### Problema A
Segundo o texto base, que cargo Felipe Salto ocupa na Instituição Fiscal Independente do Senado?

### Texto base
........

26/11/2019 Crédito: Carlos Vieira/CB/D.A Press. Brasil. Brasilia - DF. Debate. Desafios para 2020 O Brasil que nos aguarda. Na Foto Felipe Salto, diretor - executivo da Instituição Fiscal Independente do Senado.

Felipe Salto: é possível ampliar o Bolsa Família sem mexer no teto de gastos

Publicado em Economia

ROSANA HESSEL

O especialista em contas públicas Felipe Salto, diretor-executivo da Instituição Fiscal Independente (IFI), do Senado Federal, considera uma “falácia” o argumento do governo de que, para criar um novo Bolsa Família de R$ 400 para os mais pobres, é preciso estourar o teto de gastos — emenda constitucional que limita o aumento das despesas pela inflação, a EC 95/2016. Para ele, é possível ampliar o benefício sem destruir as regras fiscais em vigor, que abre espaço para o cenário pessimista previsto pela IFI, sem crescimento da economia. Além disso, afirma que o governo errou no monitoramento dos precatórios — dívidas judiciais — que cresceram muito e fizeram o espaço que o governo tinha para gastar mais encolher.

........

### Dados de trabalho
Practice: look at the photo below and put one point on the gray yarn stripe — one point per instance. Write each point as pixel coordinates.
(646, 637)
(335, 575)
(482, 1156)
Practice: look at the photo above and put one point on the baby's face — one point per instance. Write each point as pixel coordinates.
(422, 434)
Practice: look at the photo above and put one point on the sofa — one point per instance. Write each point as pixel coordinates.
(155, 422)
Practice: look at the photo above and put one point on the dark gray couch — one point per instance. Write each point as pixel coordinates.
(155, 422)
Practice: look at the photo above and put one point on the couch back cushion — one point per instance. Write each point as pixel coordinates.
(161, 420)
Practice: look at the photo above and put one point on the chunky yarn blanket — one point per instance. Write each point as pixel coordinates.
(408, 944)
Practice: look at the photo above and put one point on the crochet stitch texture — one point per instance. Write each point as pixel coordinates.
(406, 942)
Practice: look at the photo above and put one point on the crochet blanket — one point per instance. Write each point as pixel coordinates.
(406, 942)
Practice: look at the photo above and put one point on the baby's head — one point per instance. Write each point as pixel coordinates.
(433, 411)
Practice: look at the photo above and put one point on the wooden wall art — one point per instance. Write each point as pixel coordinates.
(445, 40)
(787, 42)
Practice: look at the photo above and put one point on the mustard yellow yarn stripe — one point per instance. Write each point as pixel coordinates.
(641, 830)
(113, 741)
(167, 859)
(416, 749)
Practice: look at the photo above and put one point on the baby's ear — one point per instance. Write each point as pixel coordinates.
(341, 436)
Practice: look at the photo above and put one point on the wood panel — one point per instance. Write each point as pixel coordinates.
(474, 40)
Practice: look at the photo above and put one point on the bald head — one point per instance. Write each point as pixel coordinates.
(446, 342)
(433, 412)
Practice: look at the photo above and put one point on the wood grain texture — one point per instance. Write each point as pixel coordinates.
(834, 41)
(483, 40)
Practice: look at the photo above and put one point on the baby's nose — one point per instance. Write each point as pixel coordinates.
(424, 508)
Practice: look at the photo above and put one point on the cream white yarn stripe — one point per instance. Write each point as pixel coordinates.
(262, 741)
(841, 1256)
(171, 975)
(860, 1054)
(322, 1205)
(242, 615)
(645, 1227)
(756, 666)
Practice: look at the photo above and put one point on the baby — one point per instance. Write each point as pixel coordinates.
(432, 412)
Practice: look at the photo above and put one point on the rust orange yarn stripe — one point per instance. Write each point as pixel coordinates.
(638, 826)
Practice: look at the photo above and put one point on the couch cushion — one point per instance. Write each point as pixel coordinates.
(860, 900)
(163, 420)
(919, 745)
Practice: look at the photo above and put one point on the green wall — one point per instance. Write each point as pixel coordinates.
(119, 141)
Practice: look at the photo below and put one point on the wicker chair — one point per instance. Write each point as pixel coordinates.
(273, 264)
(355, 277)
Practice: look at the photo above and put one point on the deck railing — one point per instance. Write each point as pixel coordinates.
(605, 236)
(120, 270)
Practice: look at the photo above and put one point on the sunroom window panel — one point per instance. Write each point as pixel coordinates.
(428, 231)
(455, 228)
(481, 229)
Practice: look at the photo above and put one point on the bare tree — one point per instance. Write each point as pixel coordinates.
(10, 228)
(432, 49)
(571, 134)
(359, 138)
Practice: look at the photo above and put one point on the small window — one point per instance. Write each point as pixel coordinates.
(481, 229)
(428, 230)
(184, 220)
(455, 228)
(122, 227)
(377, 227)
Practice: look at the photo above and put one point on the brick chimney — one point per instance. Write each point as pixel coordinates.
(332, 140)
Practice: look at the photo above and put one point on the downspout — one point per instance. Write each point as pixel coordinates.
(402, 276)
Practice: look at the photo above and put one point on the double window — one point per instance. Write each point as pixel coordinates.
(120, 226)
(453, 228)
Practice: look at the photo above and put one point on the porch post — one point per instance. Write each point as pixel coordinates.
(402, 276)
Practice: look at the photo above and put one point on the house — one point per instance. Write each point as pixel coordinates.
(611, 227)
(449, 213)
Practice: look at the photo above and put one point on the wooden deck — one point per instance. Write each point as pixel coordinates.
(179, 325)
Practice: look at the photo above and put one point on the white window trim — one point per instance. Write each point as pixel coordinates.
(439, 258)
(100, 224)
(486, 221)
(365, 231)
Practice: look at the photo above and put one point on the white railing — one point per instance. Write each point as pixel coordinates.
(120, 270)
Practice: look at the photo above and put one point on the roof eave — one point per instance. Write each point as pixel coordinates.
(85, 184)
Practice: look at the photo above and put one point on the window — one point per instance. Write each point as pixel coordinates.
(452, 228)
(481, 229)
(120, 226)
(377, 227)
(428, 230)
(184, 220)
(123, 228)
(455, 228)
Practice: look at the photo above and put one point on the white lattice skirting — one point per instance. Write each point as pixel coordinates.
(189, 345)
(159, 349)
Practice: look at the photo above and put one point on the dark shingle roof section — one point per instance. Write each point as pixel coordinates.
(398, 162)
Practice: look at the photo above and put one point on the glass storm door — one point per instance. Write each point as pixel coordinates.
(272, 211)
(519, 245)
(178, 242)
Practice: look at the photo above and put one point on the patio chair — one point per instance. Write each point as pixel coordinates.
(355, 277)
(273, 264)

........

### Problema B
Diga quantas linhas dos registros contêm a palavra "crochet". Responda só com o número, por favor.

### Resposta A
Diretor-executivo.

### Resposta B
2